Short task a - Return each line of the records that contains the string "child", matching case exactly.

Document extract -
Question

given: ab = 3x + 2; bc = 4x + 8; ac = 38
prove: x = 4

statements	reason
2. ab + bc = ac	2. angle addition postulate
3. 3x + 2 + 4x + 8 = 38	3. substitution property of equality
4. 7x + 10 = 38	4. combining like terms
5. 7x = 28	5. subtraction property of equality
6. x = 4	6. division property of equality

on which line, did daniel make his error?

• line 3
• line 5
• line 2
• line 4

Explanation:

Step1: Analyze Line 2

The problem involves segments \(AB\), \(BC\), and \(AC\). The correct postulate for segment addition (when \(B\) is between \(A\) and \(C\)) is the Segment Addition Postulate, not the Angle Addition Postulate. So line 2 has an error in the reason.

Step2: Verify Other Lines

• Line 3: Substituting \(AB = 3x + 2\), \(BC = 4x + 8\), and \(AC = 38\) into \(AB + BC = AC\) is correct (Substitution Property).

Short task b -
Answer these questions about the geometry proof.
(i) What value does the given statement assign to ac?
(ii) What reason is listed for line 4?
(iii) Which postulate does the explanation name as correct for segment addition?

Excerpts from a point labeling dataset

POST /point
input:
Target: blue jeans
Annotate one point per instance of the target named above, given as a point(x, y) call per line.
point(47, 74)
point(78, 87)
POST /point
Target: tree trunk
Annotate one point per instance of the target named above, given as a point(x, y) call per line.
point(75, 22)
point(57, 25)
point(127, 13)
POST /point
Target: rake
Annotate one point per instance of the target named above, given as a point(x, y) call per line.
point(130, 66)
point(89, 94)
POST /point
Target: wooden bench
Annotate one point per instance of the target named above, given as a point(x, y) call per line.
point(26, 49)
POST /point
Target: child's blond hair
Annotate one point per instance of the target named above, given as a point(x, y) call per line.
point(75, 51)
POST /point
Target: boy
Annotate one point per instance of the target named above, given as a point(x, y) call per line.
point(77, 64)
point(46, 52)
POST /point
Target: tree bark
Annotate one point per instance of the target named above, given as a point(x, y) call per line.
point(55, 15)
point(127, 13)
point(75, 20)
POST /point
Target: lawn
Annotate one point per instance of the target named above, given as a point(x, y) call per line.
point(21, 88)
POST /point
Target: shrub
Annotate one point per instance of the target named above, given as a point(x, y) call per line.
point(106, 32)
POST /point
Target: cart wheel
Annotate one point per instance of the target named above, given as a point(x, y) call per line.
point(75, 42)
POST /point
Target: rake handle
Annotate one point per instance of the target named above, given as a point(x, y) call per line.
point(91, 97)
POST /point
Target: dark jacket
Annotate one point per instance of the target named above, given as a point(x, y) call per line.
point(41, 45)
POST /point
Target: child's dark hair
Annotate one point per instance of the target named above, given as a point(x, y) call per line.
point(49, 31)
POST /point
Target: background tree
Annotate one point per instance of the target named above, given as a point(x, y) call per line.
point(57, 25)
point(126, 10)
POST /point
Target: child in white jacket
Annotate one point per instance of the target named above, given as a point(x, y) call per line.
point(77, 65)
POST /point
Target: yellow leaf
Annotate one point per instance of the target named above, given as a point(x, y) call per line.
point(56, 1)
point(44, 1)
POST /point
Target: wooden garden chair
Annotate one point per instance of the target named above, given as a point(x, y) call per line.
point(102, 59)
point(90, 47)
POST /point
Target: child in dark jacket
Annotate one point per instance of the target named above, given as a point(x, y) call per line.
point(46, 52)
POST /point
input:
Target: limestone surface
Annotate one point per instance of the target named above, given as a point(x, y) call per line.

Exercise response a -
Target: child's blond hair
Target: child's dark hair
Target: child in white jacket
Target: child in dark jacket

Exercise response b -
(i) 38
(ii) Combining like terms
(iii) The Segment Addition Postulate